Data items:
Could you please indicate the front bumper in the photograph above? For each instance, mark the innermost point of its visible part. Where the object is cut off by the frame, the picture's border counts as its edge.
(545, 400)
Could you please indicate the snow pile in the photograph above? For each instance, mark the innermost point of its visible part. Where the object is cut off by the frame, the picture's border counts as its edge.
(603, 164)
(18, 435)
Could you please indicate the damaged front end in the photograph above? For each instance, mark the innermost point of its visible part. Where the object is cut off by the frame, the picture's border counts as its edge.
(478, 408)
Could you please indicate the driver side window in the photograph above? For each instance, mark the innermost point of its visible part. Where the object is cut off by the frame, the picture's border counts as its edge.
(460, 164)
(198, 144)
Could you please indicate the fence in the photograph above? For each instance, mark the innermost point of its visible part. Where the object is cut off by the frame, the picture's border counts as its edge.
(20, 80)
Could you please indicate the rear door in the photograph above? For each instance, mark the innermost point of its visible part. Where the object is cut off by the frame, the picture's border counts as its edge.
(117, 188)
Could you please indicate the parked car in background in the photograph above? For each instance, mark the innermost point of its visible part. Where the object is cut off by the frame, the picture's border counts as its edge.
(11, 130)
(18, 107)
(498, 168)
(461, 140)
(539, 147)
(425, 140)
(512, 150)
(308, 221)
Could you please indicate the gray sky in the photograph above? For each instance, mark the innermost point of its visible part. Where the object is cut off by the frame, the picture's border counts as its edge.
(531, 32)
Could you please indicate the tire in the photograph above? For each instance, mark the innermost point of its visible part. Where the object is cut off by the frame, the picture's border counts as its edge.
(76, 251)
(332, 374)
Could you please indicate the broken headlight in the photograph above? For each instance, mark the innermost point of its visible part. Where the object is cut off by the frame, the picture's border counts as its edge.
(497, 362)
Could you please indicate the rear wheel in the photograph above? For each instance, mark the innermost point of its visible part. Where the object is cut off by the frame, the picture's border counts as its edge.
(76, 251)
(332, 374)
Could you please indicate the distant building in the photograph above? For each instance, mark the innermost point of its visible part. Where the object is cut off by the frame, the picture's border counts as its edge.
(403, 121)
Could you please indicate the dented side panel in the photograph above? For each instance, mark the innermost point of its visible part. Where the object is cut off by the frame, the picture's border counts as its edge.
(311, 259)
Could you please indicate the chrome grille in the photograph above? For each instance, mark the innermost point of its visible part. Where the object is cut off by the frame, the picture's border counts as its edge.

- [WORK TASK]:
Each of the records should be written out again, exactly as it reads.

- [ANSWER SPACE]:
Could you please indicate the front bumper in the photograph above? For each instance, mark the innermost point of its visible part. Where the object is cut off by the frame, the picture's border counts as its edge.
(545, 400)
Could you please indicate the snow pile in the photograph above? For each instance, mark the innermost point of its visible part. Where the object is cut off by the frame, the picture's border counts as its edge.
(603, 164)
(18, 435)
Could you please indicate the damaged front end in the photograph above? For each instance, mark the innermost point of its visible part. Where the object is cut off by the frame, the picture's border counts as its edge.
(478, 408)
Could you please indicate the driver side window in the photograph above? For each instance, mark the innermost point of its visible part. Where the object is cut off by the frame, the picture's border counts as its edge.
(460, 164)
(198, 144)
Could you please indicate the fence in the photograph above? For each instance, mark the innermost point of its visible part. Where the object is cut off by the frame, the picture's border counts as its edge.
(20, 80)
Could you please indicate the rear door in the photograph above? For each instance, mark the innermost point of its visible part. Where the object is cut off by the frame, the picture's border counts as its edge.
(117, 188)
Could you please indicate the parked car in background in the photograph above? For each instance, mark the innermost point of its visible part. Where the object is cut off by the frame, the picture's border counts as its edge.
(11, 130)
(18, 107)
(498, 168)
(461, 140)
(539, 147)
(425, 140)
(512, 150)
(308, 221)
Could you please indicate the gray sky in the photograph above? For each instance, mark the innermost point of its visible part. Where the object is cut off by the frame, the picture's border counts as its edge.
(531, 32)
Could you please indicate the tire in the photograph above? For each instance, mark the innermost point of its visible part. Where the object is cut off by the frame, the picture's border counts as its edge.
(76, 251)
(332, 374)
Could you please indicate the broken headlight in the photograph above? For each instance, mark the innermost point of its visible part. Where the object is cut off by the frame, the picture's border counts as its edge.
(497, 362)
Could you please indicate the rear wheel in the photograph above? For each instance, mark the innermost point of its visible part. Where the object is cut off by the frame, the picture's border counts as its edge.
(76, 251)
(332, 374)
Could you please indicate the distant building in the photograph above? For each instance, mark the innermost point of its visible part. Where the object is cut off by the frame, the picture's border counts as its edge.
(403, 121)
Could you please indicate the dented side panel in the photograph above? For each instance, mark the innermost point of its visible part. Where the object is cut off by the frame, the picture's border counts as its edge.
(311, 259)
Could you please indicate the chrome grille in the photograph above? For each instance, mark the innermost point of its visible part. Where the object is cut off by the frame, the picture's border counts as its edge.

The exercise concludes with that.